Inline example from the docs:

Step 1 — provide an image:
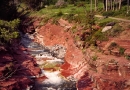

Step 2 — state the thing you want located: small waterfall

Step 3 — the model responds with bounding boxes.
[21,33,77,90]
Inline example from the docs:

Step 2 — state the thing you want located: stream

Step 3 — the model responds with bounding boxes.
[21,32,77,90]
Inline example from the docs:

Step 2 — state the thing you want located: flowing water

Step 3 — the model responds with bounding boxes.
[21,33,77,90]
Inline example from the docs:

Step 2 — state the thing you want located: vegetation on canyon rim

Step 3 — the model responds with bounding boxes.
[0,0,130,83]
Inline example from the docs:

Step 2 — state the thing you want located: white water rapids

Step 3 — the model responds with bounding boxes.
[21,33,76,90]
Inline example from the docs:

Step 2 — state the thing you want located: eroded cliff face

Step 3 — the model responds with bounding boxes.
[32,19,130,90]
[0,19,130,90]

....................

**WORK INSTRUCTIONS**
Write out all of the material above word for word, leaving out any picture.

**RESPONSE TO THIS TASK**
Inline example from the docs:

Step 1 — provide an image:

Step 2 — state the thing you want located: small waterfall

Step 3 — the model responds with bounding boxes.
[21,33,77,90]
Inline example from the docs:

Step 2 — state the thing you want located: stream

Step 3 — the model responds with bounding boxes.
[21,32,77,90]
Inline example from the docs:

Step 2 — state the thing you want located: flowing water

Step 3 — the model responds with bounding boxes.
[21,33,77,90]
Inline example from the docs:

Step 2 — state the thing you want located: vegetation on canyon rim

Step 3 — the model responds with bounding boxes.
[0,0,130,83]
Inline example from the docs:

Step 2 — state the thing you want located: white water rapids

Step 3 — the model responds with bounding boxes.
[21,33,76,90]
Inline example from the docs:

Step 2 — state the thing you want located: eroded cliff face

Step 3 — the model responds with bounding boxes.
[32,19,130,90]
[0,19,130,90]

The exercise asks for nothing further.